>> start EXERCISE INPUT

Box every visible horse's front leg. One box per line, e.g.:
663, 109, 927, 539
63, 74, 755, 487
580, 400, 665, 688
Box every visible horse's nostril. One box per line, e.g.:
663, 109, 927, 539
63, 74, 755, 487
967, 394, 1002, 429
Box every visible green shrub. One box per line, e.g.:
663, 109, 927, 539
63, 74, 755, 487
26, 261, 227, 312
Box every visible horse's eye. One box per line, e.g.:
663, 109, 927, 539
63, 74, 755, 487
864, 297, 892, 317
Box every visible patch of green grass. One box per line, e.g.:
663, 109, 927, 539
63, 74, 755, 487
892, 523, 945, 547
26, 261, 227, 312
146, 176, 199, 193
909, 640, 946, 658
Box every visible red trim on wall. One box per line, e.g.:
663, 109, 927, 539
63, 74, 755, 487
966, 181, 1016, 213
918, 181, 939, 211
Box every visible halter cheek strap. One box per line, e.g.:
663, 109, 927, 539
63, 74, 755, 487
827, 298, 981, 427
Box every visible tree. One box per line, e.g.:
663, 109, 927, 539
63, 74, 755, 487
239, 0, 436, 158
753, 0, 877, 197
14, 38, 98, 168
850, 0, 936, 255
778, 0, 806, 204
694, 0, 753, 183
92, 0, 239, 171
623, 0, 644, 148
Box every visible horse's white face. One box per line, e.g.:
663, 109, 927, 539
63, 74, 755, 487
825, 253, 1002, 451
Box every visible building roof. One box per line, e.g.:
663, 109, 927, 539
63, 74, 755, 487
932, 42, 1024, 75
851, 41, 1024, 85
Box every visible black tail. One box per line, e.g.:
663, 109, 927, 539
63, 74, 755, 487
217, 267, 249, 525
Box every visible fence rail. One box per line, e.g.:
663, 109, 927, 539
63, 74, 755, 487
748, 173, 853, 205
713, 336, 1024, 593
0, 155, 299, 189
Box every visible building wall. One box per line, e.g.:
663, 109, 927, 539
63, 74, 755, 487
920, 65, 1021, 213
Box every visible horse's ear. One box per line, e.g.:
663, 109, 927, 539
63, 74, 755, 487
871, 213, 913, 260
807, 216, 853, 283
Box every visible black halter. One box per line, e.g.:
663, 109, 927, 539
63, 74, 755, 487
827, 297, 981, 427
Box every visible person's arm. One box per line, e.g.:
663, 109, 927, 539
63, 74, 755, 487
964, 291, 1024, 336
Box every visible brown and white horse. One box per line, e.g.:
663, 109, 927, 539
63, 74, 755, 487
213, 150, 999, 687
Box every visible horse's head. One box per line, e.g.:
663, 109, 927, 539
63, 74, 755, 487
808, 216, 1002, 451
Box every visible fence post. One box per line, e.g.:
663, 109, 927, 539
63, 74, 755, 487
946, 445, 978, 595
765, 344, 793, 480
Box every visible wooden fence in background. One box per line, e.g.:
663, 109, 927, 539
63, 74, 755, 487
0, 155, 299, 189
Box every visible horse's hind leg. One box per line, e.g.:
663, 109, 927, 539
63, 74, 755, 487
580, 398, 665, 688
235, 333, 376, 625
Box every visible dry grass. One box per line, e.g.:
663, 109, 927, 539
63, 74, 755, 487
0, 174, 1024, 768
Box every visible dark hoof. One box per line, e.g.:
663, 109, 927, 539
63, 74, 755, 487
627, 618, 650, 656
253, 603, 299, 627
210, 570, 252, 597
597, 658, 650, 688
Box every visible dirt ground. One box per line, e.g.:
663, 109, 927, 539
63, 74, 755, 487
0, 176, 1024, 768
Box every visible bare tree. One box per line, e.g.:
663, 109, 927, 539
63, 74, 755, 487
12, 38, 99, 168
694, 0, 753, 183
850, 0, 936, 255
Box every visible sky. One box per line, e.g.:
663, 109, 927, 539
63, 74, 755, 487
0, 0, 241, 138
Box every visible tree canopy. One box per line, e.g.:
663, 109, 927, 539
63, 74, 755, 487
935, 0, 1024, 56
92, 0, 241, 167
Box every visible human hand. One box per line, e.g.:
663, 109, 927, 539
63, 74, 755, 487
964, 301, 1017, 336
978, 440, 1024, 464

>> end EXERCISE INPUT

■ **WRITTEN PROBLEM**:
Extract, without any change, the lines of the records from the line containing "Box every visible tree canopy." through the last line of the records, inclusive.

■ **OUTPUT FOR THIS EXERCISE**:
Box every visible tree canopy. One box per line, e.g.:
663, 109, 927, 539
63, 74, 755, 487
935, 0, 1024, 56
92, 0, 241, 167
Box every visible human hand. One box per line, e.g.:
663, 109, 927, 539
63, 74, 755, 487
964, 301, 1017, 336
978, 440, 1024, 464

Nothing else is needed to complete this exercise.